Brief.
Extract the text of every entry below exactly; leave images out.

Referring expression data:
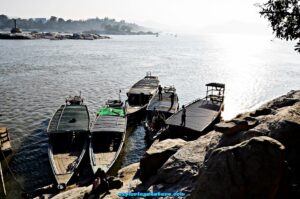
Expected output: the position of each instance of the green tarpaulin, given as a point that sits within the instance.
(108, 111)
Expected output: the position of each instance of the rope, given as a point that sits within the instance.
(11, 172)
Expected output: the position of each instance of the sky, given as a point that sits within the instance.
(173, 14)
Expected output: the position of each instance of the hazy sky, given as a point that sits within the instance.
(191, 14)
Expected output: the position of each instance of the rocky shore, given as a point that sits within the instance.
(254, 155)
(52, 36)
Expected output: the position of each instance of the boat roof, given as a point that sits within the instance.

Response.
Expected output: the position of each instance of the green tarpaulin, given as a point that sits within the instance.
(108, 111)
Expected output: the position of each instance of the rope, given as a point that sits within the instance.
(11, 172)
Expected output: the position of each instance of the sky, given as a point that sits within the instance.
(173, 14)
Expected output: the position of each instance of the hazy sky, given as a point that sits within the instance.
(191, 14)
Expected output: the position of each instance of the rocky shore, given as a point that sits within the instance.
(254, 155)
(52, 36)
Expected output: the position of each instance of the boat roof, given as a point that sits within the instance.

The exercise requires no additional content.